**TASK DETAILS:**
Print the entries below verbatim, starting with their first line and ending with the line that contains "177;73;198;93", including that line.
===
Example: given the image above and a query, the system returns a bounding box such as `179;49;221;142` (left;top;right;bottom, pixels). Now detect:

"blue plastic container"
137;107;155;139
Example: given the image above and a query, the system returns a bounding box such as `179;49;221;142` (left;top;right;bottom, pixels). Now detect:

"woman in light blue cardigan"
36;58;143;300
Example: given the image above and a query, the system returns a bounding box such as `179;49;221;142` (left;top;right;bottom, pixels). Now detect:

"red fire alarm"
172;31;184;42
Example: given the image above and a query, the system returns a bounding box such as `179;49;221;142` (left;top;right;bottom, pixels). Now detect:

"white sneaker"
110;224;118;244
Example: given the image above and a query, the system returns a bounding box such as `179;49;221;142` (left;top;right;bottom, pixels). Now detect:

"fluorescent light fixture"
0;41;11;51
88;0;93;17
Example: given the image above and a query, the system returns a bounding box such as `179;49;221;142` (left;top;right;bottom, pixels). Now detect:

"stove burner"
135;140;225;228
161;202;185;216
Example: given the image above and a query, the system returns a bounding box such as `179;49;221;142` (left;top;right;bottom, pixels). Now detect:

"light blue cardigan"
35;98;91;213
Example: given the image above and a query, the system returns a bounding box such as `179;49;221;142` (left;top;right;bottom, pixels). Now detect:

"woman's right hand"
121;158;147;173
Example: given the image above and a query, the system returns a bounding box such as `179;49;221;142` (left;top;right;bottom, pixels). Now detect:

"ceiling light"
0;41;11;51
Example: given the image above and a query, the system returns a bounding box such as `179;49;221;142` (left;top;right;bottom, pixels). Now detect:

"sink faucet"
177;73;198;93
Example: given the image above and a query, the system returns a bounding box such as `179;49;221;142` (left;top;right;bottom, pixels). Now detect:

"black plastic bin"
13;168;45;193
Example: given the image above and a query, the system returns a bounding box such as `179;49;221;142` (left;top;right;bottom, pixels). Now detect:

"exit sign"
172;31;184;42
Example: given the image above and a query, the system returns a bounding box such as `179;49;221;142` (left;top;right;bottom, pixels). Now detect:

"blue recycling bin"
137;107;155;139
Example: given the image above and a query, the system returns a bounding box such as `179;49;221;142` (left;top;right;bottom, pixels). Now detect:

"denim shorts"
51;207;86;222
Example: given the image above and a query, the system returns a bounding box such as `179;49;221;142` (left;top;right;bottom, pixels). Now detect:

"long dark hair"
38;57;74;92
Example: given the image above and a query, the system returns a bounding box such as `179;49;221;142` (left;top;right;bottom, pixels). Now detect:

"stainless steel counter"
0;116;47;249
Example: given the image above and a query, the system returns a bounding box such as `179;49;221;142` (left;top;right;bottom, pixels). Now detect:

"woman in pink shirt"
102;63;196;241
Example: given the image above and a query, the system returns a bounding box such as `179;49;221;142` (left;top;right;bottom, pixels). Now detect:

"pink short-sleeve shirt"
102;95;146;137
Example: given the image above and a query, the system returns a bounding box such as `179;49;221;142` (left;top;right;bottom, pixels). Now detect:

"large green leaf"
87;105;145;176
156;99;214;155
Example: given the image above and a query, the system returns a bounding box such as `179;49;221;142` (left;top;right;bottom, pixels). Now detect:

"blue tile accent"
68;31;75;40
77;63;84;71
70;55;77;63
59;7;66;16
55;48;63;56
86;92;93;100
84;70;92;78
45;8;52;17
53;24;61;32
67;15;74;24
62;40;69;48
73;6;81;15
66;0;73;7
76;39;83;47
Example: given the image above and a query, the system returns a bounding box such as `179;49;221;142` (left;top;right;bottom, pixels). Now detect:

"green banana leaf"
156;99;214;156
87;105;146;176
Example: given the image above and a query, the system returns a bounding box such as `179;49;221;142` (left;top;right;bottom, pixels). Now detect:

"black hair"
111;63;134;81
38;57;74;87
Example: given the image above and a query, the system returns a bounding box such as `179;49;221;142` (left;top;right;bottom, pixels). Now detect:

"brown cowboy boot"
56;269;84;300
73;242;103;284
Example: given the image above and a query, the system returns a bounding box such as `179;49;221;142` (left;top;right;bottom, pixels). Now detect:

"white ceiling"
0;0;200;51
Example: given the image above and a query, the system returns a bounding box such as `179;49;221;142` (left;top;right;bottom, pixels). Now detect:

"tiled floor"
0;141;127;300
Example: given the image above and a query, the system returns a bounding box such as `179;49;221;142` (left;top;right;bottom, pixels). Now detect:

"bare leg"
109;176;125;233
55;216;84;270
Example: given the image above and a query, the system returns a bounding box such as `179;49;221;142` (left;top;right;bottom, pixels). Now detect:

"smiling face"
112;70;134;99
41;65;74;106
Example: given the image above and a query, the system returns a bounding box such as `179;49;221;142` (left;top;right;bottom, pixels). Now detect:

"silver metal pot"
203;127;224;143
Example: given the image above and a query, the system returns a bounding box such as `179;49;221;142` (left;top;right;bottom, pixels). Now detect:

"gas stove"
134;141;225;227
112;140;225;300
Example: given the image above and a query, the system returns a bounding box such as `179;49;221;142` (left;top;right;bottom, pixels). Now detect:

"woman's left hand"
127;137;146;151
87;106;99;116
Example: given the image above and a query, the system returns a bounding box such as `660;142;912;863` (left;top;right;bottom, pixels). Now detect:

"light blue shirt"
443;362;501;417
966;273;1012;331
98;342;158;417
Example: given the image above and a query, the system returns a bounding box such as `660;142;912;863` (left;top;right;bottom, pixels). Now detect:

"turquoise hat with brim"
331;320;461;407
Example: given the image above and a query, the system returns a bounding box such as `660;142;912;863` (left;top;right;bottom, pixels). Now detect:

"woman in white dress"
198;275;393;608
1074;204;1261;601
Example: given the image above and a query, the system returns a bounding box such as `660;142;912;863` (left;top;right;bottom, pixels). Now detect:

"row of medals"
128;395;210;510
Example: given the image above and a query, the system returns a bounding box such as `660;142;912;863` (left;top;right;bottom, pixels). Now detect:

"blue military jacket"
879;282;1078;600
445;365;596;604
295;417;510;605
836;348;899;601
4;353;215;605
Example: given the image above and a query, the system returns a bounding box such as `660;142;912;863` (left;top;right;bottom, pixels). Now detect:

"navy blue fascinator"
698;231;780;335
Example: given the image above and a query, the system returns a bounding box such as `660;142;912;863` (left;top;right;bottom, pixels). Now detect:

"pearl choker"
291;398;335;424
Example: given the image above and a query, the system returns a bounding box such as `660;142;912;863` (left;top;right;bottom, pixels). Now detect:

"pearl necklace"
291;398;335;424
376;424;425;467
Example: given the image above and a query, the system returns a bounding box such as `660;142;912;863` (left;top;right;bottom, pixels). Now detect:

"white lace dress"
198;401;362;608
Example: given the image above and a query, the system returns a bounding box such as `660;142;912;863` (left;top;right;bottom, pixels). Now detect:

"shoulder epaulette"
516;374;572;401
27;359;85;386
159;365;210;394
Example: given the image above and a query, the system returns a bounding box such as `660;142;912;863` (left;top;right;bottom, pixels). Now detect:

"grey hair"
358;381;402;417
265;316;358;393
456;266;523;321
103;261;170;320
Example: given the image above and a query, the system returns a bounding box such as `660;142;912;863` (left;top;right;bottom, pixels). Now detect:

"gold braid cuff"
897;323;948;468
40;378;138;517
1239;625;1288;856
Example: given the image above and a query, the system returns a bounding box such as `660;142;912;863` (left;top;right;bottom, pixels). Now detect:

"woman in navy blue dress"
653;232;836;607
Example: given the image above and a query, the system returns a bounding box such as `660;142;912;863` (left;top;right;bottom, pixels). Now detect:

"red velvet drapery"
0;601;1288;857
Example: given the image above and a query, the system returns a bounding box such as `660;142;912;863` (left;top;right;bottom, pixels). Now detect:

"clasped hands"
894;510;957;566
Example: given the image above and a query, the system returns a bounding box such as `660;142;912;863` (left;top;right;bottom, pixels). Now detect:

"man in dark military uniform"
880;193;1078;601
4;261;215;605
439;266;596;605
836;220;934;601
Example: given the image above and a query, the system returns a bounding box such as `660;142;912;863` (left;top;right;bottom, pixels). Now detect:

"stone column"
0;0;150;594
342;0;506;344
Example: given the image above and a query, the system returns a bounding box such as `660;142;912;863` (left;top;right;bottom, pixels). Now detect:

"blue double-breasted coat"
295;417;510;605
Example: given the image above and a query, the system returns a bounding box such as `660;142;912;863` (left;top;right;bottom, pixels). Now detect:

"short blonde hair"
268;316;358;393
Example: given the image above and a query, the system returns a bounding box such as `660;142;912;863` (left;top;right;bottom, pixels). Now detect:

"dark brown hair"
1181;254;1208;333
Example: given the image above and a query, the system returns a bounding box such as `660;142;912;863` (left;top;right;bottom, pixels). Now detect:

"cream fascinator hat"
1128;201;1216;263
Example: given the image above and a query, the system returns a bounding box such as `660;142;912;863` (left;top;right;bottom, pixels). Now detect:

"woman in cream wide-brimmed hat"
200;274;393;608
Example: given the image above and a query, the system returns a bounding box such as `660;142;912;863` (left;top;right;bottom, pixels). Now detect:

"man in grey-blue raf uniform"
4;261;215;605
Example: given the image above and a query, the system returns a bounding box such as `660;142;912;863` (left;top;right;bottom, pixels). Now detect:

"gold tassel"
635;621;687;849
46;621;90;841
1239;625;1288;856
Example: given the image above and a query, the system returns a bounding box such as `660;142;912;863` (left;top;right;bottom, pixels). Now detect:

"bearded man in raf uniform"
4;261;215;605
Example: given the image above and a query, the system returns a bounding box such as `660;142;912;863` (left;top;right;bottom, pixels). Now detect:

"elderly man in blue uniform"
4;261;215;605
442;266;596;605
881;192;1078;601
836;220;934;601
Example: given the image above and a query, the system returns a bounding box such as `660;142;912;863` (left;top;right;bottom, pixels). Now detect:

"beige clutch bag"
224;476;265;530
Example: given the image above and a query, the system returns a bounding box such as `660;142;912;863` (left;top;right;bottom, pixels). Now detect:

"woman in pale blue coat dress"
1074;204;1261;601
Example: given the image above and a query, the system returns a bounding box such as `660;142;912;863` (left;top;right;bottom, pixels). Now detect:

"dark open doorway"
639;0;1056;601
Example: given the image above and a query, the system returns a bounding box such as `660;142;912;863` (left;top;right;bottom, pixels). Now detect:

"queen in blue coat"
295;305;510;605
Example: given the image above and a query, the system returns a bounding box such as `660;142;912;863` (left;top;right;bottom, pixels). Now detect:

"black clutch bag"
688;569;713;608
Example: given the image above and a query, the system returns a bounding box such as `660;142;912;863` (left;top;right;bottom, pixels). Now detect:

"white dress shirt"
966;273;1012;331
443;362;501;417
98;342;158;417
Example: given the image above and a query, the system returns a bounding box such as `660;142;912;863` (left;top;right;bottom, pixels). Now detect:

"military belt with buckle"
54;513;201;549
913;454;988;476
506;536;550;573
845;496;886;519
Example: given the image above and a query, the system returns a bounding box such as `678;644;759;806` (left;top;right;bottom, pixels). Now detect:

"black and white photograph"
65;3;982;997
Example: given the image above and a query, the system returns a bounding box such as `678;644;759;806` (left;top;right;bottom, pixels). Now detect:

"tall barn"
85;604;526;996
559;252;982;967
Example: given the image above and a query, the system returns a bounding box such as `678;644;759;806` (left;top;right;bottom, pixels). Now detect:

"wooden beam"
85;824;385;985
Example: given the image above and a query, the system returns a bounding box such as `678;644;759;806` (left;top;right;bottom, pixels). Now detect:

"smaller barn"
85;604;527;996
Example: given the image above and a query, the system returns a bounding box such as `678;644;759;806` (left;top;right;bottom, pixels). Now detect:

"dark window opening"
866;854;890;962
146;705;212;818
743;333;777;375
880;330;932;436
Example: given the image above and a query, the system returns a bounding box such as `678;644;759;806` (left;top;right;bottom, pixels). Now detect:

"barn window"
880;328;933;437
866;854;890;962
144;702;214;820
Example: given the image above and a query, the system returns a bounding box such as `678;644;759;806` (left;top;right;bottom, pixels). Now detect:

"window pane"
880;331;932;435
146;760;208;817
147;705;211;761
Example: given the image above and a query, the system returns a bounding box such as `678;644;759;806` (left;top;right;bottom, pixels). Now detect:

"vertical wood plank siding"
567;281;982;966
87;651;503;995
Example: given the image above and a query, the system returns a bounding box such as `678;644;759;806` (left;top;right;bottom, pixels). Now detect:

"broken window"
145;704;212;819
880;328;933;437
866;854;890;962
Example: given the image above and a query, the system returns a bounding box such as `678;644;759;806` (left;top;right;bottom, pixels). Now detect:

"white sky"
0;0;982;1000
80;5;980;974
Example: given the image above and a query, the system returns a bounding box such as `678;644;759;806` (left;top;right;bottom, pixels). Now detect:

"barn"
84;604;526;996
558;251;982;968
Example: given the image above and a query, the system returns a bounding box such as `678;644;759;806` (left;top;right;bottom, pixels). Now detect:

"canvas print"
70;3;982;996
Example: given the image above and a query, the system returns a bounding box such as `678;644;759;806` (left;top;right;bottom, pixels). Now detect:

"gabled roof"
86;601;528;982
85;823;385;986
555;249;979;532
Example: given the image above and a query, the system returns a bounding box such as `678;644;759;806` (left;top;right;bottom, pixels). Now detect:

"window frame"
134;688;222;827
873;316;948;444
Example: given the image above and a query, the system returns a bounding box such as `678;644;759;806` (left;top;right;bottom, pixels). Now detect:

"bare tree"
===
**WORKED ANSWER:**
Example: given the image above and a query, the system returns a bounding box such as `179;49;221;142` (left;top;right;bottom, pixels). Now detect:

"blue plastic container"
137;107;155;139
Example: given the image above and a query, the system returns a bounding box such as `179;49;221;142` (left;top;right;bottom, pixels). Now detect:

"woman in light blue cardigan"
36;58;143;300
Example: given the image above and a query, the system returns a bounding box such as `179;49;221;142` (left;top;right;bottom, pixels). Now detect:

"red fire alarm"
172;31;184;42
Example: given the image above and a query, the system returns a bounding box such as `179;49;221;142` (left;top;right;bottom, pixels). Now detect:

"white sneaker"
110;224;118;244
Example: given the image above and a query, the system returns a bounding box such as `179;49;221;142` (left;top;right;bottom, pixels). Now detect:

"fluorescent light fixture"
0;41;11;51
88;0;93;17
Example: given the image above and a query, the system returns a bounding box such as `179;49;221;142` (left;top;right;bottom, pixels). Now detect:

"stove burner"
135;140;225;228
161;202;185;216
Example: given the image above and a query, the system returns a bounding box such as `179;49;221;142` (left;top;right;bottom, pixels). Now detect:

"light blue cardigan"
35;98;91;213
Example: given the image above and a query, the system returns a bounding box such as `179;49;221;142` (left;top;right;bottom, pixels). Now detect:

"woman's right hand"
121;158;147;173
Example: given the image above and a query, the system returns a bounding box such as `179;49;221;142` (left;top;right;bottom, pixels). Now detect:

"ceiling light"
0;41;11;51
Example: given the image above and a query, the system returns a bounding box such as `179;49;221;142` (left;top;right;bottom, pixels). Now detect:

"sink faucet"
177;73;198;93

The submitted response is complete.